Il concetto di pace è chiaramente multidimensionale, comprendente anche gli aspetti economici: “pace e sicurezza, sviluppo e diritti umani sono i tre pilastri del sistema delle Nazioni Unite e le fondamenta della sicurezza collettiva e del benessere, fra loro interconnessi e reciprocamente rafforzantisi”.
Si sottolinea inoltre l’importanza dell’educazione per la pace e i diritti umani, richiamando sia la Dichiarazione delle Nazioni Unite sull’educazione e la formazione ai diritti umani sia la Dichiarazione su una Cultura di pace. All’educazione, come già accennato, è dedicato l’articolo 4 del dispositivo, che fa esplicito riferimento all’obbligo di promuovere le istituzioni nazionali e internationali di educazione per la pace: l’ottica è dunque infrastrutturale.
Insomma, per capire il senso della Dichiarazione e operare nella direzione della pace positiva, occorre coniugare insieme preambolo e dispositivo e, naturalmente, utilizzare la proposta iniziale del Comitato Consultivo del Consiglio quale utilissimo sussidio prodotto in sede di lavori preparatori. Questa operazione interpretativa offre chiari elementi per definire il sostantivo ‘pace’ nel senso della pace positiva, cioè come dritto umano fondamentale ad un ordine internazionale e sociale in cui tutti i diritti enunciati nella Dichiarazione universale possono essere pienamente realizzati.
Quanto al peso politico dell’ampia maggioranza (34 a favore) con cui è stata approvata la Dichiarazione, si fa notare che ne fanno parte potenze del calibro della Cina, dell’India e della Federazione Russa, la cui popolazione rappresenta i tre quarti della popolazione mondiale. Anche di questo avrebbero dovuto tener conto i paesi occidentali, badando alla sostanza dell’atto più che alla morfologia geopolitica dei sostenitori della Dichiarazione. Il fatto che in questa maggioranza ci siano paesi i cui governi non brillano per il rispetto dei diritti umani, della democrazia e dello stato di diritto, mette in risalto la scarsa intelligenza politica e la cattiva coscienza di quei governi che professano fedeltà a valori universali e allo stesso tempo primeggiano nel produrre ed esportare armi e scatenano guerre e interventi armati al di fuori della legalità internazionale. Senza dire che tengono poco conto dell’ampia mobilitazione di società civile per i diritti umani e la pace, la quale da voce alla coscienza morale dei popoli.
Ora il testo approvato dal Consiglio diritti umani passa all’Assemblea generale e in quella sede vedremo se la maggioranza aumenterà ulteriormente.

Estratti dei record ->

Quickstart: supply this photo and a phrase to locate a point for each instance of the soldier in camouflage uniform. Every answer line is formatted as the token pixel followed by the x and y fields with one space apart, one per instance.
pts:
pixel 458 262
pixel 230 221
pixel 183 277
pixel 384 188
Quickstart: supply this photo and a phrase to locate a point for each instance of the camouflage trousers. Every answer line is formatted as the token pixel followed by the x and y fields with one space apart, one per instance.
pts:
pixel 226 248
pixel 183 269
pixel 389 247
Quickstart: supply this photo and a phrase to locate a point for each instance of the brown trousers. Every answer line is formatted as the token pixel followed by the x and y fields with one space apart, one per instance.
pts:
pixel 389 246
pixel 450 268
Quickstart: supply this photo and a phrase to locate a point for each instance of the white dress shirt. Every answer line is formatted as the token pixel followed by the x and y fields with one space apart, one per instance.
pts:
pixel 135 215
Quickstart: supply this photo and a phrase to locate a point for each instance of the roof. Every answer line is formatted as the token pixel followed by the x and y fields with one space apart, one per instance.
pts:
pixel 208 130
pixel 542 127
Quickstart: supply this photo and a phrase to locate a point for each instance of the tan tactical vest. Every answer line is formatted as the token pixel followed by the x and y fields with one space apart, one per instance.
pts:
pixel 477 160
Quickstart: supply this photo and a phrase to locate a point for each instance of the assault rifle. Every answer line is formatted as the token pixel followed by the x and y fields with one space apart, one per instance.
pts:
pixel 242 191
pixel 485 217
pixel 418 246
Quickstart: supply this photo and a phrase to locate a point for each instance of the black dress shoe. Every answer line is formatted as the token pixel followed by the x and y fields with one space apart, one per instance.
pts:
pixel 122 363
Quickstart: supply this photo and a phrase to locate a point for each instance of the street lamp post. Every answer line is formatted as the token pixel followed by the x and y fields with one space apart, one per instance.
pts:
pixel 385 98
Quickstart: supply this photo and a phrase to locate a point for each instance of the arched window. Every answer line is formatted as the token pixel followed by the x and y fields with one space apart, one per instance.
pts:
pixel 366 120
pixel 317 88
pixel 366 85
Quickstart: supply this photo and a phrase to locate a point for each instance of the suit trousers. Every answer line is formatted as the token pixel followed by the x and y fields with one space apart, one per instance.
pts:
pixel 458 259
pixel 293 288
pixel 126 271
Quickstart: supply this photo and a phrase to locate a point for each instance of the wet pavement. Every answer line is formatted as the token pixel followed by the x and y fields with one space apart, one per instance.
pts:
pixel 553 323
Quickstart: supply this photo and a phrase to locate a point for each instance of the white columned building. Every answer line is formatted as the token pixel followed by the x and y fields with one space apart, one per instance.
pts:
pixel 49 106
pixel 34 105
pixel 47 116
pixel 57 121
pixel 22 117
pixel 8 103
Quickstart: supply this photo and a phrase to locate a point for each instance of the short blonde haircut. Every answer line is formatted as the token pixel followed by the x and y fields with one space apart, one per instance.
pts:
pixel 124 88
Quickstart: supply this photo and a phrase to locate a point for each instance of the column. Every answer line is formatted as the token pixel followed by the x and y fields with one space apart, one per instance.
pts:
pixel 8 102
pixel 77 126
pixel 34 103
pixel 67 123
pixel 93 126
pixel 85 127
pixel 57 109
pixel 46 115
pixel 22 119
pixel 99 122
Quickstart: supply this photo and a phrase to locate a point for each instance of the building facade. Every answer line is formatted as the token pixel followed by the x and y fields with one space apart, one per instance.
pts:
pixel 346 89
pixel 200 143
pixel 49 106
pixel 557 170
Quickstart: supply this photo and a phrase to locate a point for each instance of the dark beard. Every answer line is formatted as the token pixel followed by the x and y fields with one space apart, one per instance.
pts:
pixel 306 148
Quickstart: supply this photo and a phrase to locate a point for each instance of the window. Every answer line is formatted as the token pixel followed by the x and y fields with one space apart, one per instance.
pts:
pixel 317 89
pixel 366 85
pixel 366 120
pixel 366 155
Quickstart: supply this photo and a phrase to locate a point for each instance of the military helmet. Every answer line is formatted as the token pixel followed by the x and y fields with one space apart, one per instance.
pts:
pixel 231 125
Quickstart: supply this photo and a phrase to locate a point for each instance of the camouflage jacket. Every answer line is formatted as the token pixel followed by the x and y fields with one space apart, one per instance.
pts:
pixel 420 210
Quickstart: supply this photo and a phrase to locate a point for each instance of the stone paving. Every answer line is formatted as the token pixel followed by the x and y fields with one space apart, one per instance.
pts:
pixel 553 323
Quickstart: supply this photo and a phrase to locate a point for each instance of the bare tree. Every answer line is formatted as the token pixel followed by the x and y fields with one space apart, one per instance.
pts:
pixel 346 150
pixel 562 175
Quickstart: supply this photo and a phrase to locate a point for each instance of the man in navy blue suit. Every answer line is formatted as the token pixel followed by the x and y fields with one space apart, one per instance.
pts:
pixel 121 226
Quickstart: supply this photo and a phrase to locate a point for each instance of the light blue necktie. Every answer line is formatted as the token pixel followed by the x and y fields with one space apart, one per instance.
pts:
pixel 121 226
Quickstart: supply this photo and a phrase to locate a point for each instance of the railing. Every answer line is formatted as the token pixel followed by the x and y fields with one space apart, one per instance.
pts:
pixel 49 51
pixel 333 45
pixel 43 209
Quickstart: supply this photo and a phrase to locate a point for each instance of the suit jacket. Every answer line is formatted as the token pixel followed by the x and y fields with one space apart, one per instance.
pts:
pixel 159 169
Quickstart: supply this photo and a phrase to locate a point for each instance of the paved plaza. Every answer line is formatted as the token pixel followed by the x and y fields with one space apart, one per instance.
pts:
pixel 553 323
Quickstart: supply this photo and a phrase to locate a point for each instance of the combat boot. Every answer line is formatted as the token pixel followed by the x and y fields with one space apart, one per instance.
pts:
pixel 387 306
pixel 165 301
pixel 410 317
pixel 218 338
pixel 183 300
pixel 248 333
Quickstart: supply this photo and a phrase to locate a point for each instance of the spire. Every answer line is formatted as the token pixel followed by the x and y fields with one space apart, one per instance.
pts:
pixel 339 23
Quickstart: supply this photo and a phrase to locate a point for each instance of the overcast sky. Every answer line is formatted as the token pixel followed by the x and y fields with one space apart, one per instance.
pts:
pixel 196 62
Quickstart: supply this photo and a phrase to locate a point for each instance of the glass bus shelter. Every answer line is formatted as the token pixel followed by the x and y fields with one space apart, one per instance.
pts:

Esercizio assegnato 1 ->
Riporti in un elenco numerato, tralasciando le righe vuote, le righe dei record a partire dall'inizio e fino alla riga che contiene "pixel 384 188", quest'ultima compresa.
Esercizio assegnato 2 ->
Scriva il seguito del brano sulla Dichiarazione approvata dal Consiglio diritti umani, riprendendo dal punto in cui termina.
Il brano e i record non hanno alcun legame l'uno con l'altro.

Risultato atteso 1 ->
1. Quickstart: supply this photo and a phrase to locate a point for each instance of the soldier in camouflage uniform. Every answer line is formatted as the token pixel followed by the x and y fields with one space apart, one per instance.
2. pts:
3. pixel 458 262
4. pixel 230 221
5. pixel 183 277
6. pixel 384 188

Risultato atteso 2 ->
Una volta approvata dall’Assemblea generale l’efficacia della Dichiarazione dipenderà dalla diffusione della sua conoscenza e dall’impegno di tutti, a cominciare dagli stati, di riempire di contributi operativi gli scarni articoli del dispositivo. Insomma c’è spazio per lo sviluppo dell’effettività di norme che formalmente sono di soft law, cioè di obbligatorietà leggera (perché ‘raccomandazioni’ e non accordi giuridici in senso stretto), ma che nella sostanza contengono principi di ius cogens, cioè di altissima precettività. In questo contesto, sarà utile interpretare il testo della Dichiarazione avvalendosi anche di quanto contenuto nella originaria bozza del Comitato Consultivo, parte integrante dei valori preparatori.
La mobilitazione di società civile ha avuto rilievo particolare in Spagna e in Italia. In Spagna un’iniziativa importante è stata quella della Società Spagnola per il Diritto Internazionale dei Diritti Umani (SSIHRL), successivamente affiancata da Miguel Bosè e da altri artisti che hanno messo in rete una petizione “Right to Peace Now”[10].
In Italia l’iniziativa è partita dal Centro di Ateneo per i Diritti Umani dell’Università di Padova e dalla Cattedra Unesco Diritti Umani, Democrazia e Pace presso la stessa Università e si è avvalsa della collaborazione del Coordinamento Nazionale degli Enti Locali per la Pace e i Diritti Umani. Sia dall’associazione spagnola sia dal Centro universitario di Padova sono state inviate al Consiglio diritti umani e al suo IWG riflessioni e proposte di carattere sostanziale per il testo della Dichiarazione.
Da segnalare, sempre in Italia, la pubblicazione di un numero speciale in inglese della Rivista Pace Diritti Umani/Peace Human Rights dedicato al Diritto alla pace. Il volume, redatto anche con la collaborazione dell’Amb. Guillermet Fernandez e del suo consigliere giuridico, David Fernandez Puyana, è stato consegnato a tutti i membri del Consiglio diritti umani (http://unipd-centrodirittiumani.it/it/pubblicazioni/Pace-diritti-umani-Peace-Human-Rights-2-32013/1094).
Caratteristica peculiare della mobilitazione in Italia è stata la partecipazione di centinaia di Consigli comunali e provinciali e di 5 Consigli regionali che hanno approvato la mozione preparata dal Centro Diritti Umani e dalla Cattedra Unesco Diritti umani, democrazia e pace dell’Università di Padova e l’hanno direttamente inviata ai membri del Consiglio Diritti Umani.
Da segnalare anche che una delegazione guidata dalla presidenza del Coordinamento Nazionale degli Enti Locali per la Pace e i Diritti umani e dal Centro di Ateneo per i Diritti Umani dell’Università di Padova, si è recata a Ginevra il 23 giugno 2014 per consegnare un dossier contenente le prime cento delibere di Comuni e Province.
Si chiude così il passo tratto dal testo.